### Written task 1
In the LU factorization text below, how can the paragraph beginning "If Gaussian elimination can be performed" be restated more briefly while keeping its main facts?
** Start of Document excerpt **
LU Factorization
Source inspiration: (Mathew 2000-2019).
Background
LU factorization rewrites a matrix as a product of triangular matrices so that solving linear systems is reduced to forward and back substitution.
For a nonsingular matrix \(A \in \mathbb{R}^{n\times n}\), an LU factorization is
\[ A = LU, \]
where \(L\) is lower triangular and \(U\) is upper triangular.
In the Doolittle form, \(L\) has unit diagonal:
\[ \ell_{11}=\ell_{22}=\cdots=\ell_{nn}=1. \]
The factorization is useful because once \(A=LU\) is known, each solve \(A\mathbf{x}=\mathbf{b}\) needs only two triangular solves:
\[ L\mathbf{y}=\mathbf{b},\qquad U\mathbf{x}=\mathbf{y}. \tag{1} \]
If Gaussian elimination can be performed without row exchanges (equivalently, each pivot is nonzero), then \(A\) admits a Doolittle factorization \(A=LU\).
Doolittle Recurrence
For \(k=1,2,\ldots,n\):
\[ u_{kj}=a_{kj}-\sum_{s=1}^{k-1}\ell_{ks}u_{sj},\qquad j=k,\ldots,n, \tag{2} \]
\[ \ell_{ik}=\frac{a_{ik}-\sum_{s=1}^{k-1}\ell_{is}u_{sk}}{u_{kk}},\qquad i=k+1,\ldots,n, \tag{3} \]
with \(\ell_{kk}=1\). Breakdown occurs when \(u_{kk}=0\).
Example 1 - Doolittle Factorization (No Pivoting)
From the source module, use
\[ A= \begin{pmatrix} 4 & 2 & 3\\ -3 & 1 & 4\\ 2 & 4 & 5 \end{pmatrix}. \]
Step 1: First pivot \(u_{11}=4\), then
\[ \ell_{21}=-\frac{3}{4},\qquad \ell_{31}=\frac12. \]
Step 2: Second-row entries of \(U\):
\[ u_{22}=1-\left(-\frac34\right)2=\frac52, \qquad u_{23}=4-\left(-\frac34\right)3=\frac{25}{4}. \]
Step 3: Third multiplier and last pivot:
\[ \ell_{32}=\frac{4-(\frac12)2}{\frac52}=\frac65, \qquad u_{33}=5-\left(\frac12\right)3-\left(\frac65\right)\left(\frac{25}{4}\right)=-4. \]
Hence
\[ L= \begin{pmatrix} 1 & 0 & 0\\ -\frac34 & 1 & 0\\ \frac12 & \frac65 & 1 \end{pmatrix}, \qquad U= \begin{pmatrix} 4 & 2 & 3\\ 0 & \frac52 & \frac{25}{4}\\ 0 & 0 & -4 \end{pmatrix}. \]
Verification:
| Row of \(LU\) | Computation | Result |
|---|---|---|
| 1 | \((1,0,0)U\) | \((4,2,3)\) \(\checkmark\) |
| 2 | \((-\tfrac34,1,0)U\) | \((-3,1,4)\) \(\checkmark\) |
| 3 | \((\tfrac12,\tfrac65,1)U\) | \((2,4,5)\) \(\checkmark\) |
So \(LU=A\).
** End of Document excerpt **
### Written task 2
Can you rewrite only the location identification entries, starting at their first line and ending at the line containing "pixel 539 564", with "Reviewer note" replaced by "Annotator note" and nothing else changed?
** Start of Dataset extract **
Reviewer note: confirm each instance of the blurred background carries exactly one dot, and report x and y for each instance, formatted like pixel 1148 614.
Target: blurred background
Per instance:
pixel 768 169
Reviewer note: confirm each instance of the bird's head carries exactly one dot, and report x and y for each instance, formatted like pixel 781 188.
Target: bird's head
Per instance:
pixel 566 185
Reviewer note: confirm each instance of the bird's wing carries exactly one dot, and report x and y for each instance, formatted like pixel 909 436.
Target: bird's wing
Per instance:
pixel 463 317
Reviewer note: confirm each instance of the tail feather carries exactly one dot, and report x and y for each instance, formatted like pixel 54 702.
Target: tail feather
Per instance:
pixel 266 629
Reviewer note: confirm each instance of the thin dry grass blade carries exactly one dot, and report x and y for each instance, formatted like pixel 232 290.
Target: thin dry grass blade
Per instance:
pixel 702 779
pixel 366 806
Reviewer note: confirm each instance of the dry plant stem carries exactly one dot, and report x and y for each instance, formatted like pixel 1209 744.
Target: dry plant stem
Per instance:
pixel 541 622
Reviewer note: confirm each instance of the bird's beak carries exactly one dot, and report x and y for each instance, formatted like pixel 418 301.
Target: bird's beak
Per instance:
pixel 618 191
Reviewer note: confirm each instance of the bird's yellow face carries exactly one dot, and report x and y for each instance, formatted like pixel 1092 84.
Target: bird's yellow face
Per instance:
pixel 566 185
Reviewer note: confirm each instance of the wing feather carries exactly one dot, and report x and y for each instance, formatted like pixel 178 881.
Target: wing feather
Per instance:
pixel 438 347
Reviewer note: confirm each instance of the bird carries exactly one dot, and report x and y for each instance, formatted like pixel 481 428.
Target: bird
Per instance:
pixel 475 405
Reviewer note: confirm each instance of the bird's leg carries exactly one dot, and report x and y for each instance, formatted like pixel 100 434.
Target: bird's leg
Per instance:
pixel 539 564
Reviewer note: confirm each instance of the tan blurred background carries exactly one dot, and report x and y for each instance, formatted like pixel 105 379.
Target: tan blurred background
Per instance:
** End of Dataset extract **
### Correct result 1
When Gaussian elimination needs no row exchanges (that is, every pivot is nonzero), \(A\) has a Doolittle factorization \(A=LU\).

### Correct result 2
Annotator note: confirm each instance of the blurred background carries exactly one dot, and report x and y for each instance, formatted like pixel 1148 614.
Target: blurred background
Per instance:
pixel 768 169
Annotator note: confirm each instance of the bird's head carries exactly one dot, and report x and y for each instance, formatted like pixel 781 188.
Target: bird's head
Per instance:
pixel 566 185
Annotator note: confirm each instance of the bird's wing carries exactly one dot, and report x and y for each instance, formatted like pixel 909 436.
Target: bird's wing
Per instance:
pixel 463 317
Annotator note: confirm each instance of the tail feather carries exactly one dot, and report x and y for each instance, formatted like pixel 54 702.
Target: tail feather
Per instance:
pixel 266 629
Annotator note: confirm each instance of the thin dry grass blade carries exactly one dot, and report x and y for each instance, formatted like pixel 232 290.
Target: thin dry grass blade
Per instance:
pixel 702 779
pixel 366 806
Annotator note: confirm each instance of the dry plant stem carries exactly one dot, and report x and y for each instance, formatted like pixel 1209 744.
Target: dry plant stem
Per instance:
pixel 541 622
Annotator note: confirm each instance of the bird's beak carries exactly one dot, and report x and y for each instance, formatted like pixel 418 301.
Target: bird's beak
Per instance:
pixel 618 191
Annotator note: confirm each instance of the bird's yellow face carries exactly one dot, and report x and y for each instance, formatted like pixel 1092 84.
Target: bird's yellow face
Per instance:
pixel 566 185
Annotator note: confirm each instance of the wing feather carries exactly one dot, and report x and y for each instance, formatted like pixel 178 881.
Target: wing feather
Per instance:
pixel 438 347
Annotator note: confirm each instance of the bird carries exactly one dot, and report x and y for each instance, formatted like pixel 481 428.
Target: bird
Per instance:
pixel 475 405
Annotator note: confirm each instance of the bird's leg carries exactly one dot, and report x and y for each instance, formatted like pixel 100 434.
Target: bird's leg
Per instance:
pixel 539 564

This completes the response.